Prompt:
Return the whole listing exactly as it stands.

Collected data:
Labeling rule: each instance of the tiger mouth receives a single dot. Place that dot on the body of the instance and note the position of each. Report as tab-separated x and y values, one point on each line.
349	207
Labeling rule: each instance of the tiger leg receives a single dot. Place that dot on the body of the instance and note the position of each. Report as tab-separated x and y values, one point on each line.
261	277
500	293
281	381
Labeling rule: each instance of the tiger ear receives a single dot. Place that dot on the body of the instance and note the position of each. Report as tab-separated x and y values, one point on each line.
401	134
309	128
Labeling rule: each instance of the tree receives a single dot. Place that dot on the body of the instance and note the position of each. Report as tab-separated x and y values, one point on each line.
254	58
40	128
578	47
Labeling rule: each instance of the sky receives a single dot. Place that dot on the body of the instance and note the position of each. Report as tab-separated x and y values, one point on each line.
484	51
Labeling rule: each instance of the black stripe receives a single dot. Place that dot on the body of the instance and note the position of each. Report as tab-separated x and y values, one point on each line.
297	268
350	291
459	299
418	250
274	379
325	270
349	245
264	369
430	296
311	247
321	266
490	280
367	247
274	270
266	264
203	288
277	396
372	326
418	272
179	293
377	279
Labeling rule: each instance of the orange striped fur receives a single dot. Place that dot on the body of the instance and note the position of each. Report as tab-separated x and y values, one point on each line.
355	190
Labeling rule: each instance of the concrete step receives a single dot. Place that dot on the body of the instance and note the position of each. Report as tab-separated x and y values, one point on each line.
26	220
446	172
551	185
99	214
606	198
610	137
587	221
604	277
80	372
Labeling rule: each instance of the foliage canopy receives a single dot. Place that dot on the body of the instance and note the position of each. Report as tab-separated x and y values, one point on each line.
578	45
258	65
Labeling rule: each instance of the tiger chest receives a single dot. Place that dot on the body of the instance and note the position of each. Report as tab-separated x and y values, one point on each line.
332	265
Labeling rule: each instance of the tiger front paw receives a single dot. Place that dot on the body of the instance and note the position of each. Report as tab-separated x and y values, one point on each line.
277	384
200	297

Result of the task:
Labeling rule: each instance of the tiger mouth receives a single dot. Place that dot on the body of the instance and note the position of each. Report as tab-separated x and y values, one point on each line.
349	207
Labeling rule: each instance of the tiger leg receives a single dot. Place that dot on the body of the instance and note the position of each. Report as tab-separated x and y values, one point on each line.
261	277
500	293
281	381
Labeling rule: each instance of the tiger ear receives a single dot. Place that dot on the body of the instance and note the position of each. Report as tab-separated x and y values, one point on each line.
401	134
309	128
Labeling rule: each instance of the tree receives a single dot. Place that dot on the body of the instance and note the position of each. Report as tab-separated x and y values, one point on each line.
254	58
40	128
578	47
Labeling rule: each instance of the sky receives a single dot. Place that dot on the body of the instance and note the position of each. Report as tab-separated x and y values, one point on each line.
484	51
Labeling rule: each instance of the black stripe receives a single dot. Place that dot on the body of the instance and note the position of each. Report as tab-separated x and y values, one point on each line.
297	268
350	291
459	299
418	250
274	379
325	270
349	245
264	369
430	296
311	247
321	266
490	280
367	247
274	270
266	264
203	288
277	396
372	326
418	272
179	293
377	279
Labeling rule: each instance of the orange striped fur receives a single dot. Place that dot on the body of the instance and note the position of each. Report as tab-separated x and y values, one point on each line.
355	190
Labeling rule: each instance of the concrete step receives a single dot. Place that dot on the body of the instance and note the position of each. Report as tab-separated x and y values, one point on each line.
26	220
446	172
551	185
99	214
606	198
610	137
587	221
604	277
80	372
Labeling rule: each instance of the foliage canopy receives a single dot. Place that dot on the body of the instance and note the position of each. Report as tab-separated x and y values, one point on each line.
578	45
258	65
Labeling rule: each instance of the tiger chest receives a single dot. Place that dot on the body of the instance and note the position of each. Report as tab-separated x and y values, one point on each line.
332	265
Labeling rule: each instance of the tiger front paw receives a single dot. Place that dot on the body of the instance and note the position of each. Report as tab-separated x and y values, one point on each line.
277	384
200	297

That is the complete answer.